Compito assegnato 1:
Ricopia il testo della pagina, dalle parole che contengono "1963 Uno strano" fino a "come trappole tese..." incluso.

Testo della pagina:
******
1963 Uno strano portaordini nell'ansa del Don
1963
Uno strano portaordini nell’ansa del Don
Fiamme Verdi Agosto 1963
Sono le ore diciassette del 10 gennaio 1943.
Le tenebre avvolgono già l’intero fronte... Il bagliore diffuso della neve permette soltanto di distinguere il profilo di qualche albero e quello dei girasoli che sembrano sentinelle vigilanti...
E’ uno di quei rari momenti di sospensione delle operazioni belliche foriero di nuove tempeste. Solo il rombo intermittente del cannone si propaga sinistro nella piana sterminata. Il sibilo della tormenta penetra furtivamente attraverso i pertugi dei bunker, disseminati qua e là come trappole tese...
La vita nel bunker è un’attesa di morte... Eppure in quel solido abitacolo ognuno si sente quasi protetto e vi opera con incredibile calma. Sono ufficiali intenti a preparare piani tattici di offesa o di difesa. I loro schizzi disegnati in base alle carte topografiche vengono accompagnati da gesti che hanno l’apparenza di un rito. I portaordini seguono il movimento delle loro mani, dei loro occhi e delle loro labbra cercando di indovinare il filo conduttore del loro pensiero. Vorrebbero dare un aiuto, un suggerimento al loro superiore, magari avanzare un progetto, almeno una parola. Ma si limitano a regolare il lume fioco della candela o della lampada a benzina, contemplando estatici nei segni cabalistici. Sono telefonisti e radiotelegrafisti insonnoliti. aggrappati ai loro mezzi di trasmissione, pronti a ricevere o inviare ordini in tutte le direzioni del vasto settore operativo.
******
Elenco record:
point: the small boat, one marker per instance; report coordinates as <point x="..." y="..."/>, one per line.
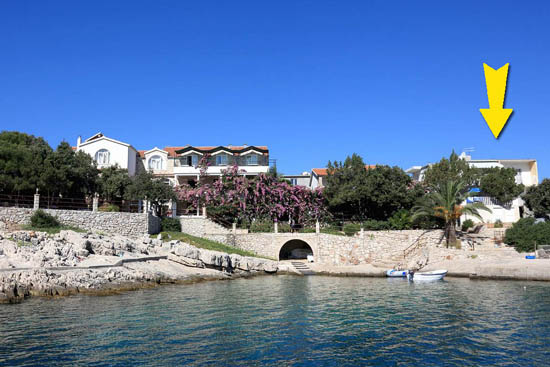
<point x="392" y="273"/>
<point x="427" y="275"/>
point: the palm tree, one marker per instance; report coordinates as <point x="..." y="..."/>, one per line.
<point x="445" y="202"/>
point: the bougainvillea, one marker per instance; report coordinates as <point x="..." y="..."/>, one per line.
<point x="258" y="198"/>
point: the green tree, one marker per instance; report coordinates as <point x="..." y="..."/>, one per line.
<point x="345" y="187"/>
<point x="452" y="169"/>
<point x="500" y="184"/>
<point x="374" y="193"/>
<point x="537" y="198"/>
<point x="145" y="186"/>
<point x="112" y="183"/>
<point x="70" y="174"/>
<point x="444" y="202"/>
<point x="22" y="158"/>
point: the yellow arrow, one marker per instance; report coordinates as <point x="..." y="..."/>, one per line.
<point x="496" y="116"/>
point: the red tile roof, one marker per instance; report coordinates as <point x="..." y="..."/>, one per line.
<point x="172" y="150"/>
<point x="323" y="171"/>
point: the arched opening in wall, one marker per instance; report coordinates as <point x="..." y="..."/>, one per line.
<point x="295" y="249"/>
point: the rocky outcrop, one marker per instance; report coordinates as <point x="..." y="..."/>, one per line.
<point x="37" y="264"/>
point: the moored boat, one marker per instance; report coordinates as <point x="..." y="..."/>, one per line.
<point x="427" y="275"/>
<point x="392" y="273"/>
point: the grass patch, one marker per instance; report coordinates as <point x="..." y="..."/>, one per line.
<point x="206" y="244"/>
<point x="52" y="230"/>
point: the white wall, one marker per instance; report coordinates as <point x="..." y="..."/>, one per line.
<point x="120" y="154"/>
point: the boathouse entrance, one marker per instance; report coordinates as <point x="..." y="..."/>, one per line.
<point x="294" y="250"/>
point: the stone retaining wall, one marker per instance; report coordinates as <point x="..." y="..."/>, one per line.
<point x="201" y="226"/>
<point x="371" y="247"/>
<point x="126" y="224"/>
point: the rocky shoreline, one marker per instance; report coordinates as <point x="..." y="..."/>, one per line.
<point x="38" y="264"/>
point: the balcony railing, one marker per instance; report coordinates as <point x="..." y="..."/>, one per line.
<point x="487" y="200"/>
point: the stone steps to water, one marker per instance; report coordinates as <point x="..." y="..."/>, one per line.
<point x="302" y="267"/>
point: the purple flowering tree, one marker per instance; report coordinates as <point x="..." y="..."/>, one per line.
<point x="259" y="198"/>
******
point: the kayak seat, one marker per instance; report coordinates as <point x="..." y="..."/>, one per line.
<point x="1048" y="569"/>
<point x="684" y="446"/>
******
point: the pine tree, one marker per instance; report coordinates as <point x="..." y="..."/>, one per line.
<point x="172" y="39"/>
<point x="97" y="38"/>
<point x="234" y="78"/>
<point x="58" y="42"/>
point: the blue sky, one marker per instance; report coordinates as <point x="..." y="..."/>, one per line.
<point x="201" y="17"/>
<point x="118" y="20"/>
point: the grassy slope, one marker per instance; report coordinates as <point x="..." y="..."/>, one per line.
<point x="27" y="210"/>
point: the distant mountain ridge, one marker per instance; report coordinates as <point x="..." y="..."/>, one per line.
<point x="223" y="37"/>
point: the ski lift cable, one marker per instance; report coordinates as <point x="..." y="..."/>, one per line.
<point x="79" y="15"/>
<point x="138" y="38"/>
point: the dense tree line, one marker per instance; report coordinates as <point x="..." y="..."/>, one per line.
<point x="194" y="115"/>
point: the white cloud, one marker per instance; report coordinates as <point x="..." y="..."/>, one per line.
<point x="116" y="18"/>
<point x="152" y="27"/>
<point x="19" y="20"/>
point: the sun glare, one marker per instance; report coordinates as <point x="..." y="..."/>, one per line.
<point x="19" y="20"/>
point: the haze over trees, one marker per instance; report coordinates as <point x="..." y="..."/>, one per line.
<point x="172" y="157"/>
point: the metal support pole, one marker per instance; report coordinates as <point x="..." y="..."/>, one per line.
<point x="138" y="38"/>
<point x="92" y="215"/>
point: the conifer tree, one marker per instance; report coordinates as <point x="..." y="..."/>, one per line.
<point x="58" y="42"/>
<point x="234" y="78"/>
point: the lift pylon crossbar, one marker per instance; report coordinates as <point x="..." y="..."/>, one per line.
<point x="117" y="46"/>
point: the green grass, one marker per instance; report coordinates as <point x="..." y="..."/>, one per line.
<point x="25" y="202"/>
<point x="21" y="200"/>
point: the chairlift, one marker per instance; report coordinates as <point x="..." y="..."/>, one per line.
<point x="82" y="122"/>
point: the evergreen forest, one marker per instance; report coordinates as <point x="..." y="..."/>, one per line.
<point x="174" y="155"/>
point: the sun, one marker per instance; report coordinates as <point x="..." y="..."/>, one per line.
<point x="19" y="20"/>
******
Compito assegnato 2:
Quante righe dei record contengono la stringa "stone"? Rispondi soltanto con il numero.

Soluzione esercizio 1:
1963 Uno strano portaordini nell'ansa del Don
1963
Uno strano portaordini nell’ansa del Don
Fiamme Verdi Agosto 1963
Sono le ore diciassette del 10 gennaio 1943.
Le tenebre avvolgono già l’intero fronte... Il bagliore diffuso della neve permette soltanto di distinguere il profilo di qualche albero e quello dei girasoli che sembrano sentinelle vigilanti...
E’ uno di quei rari momenti di sospensione delle operazioni belliche foriero di nuove tempeste. Solo il rombo intermittente del cannone si propaga sinistro nella piana sterminata. Il sibilo della tormenta penetra furtivamente attraverso i pertugi dei bunker, disseminati qua e là come trappole tese...

Soluzione esercizio 2:
2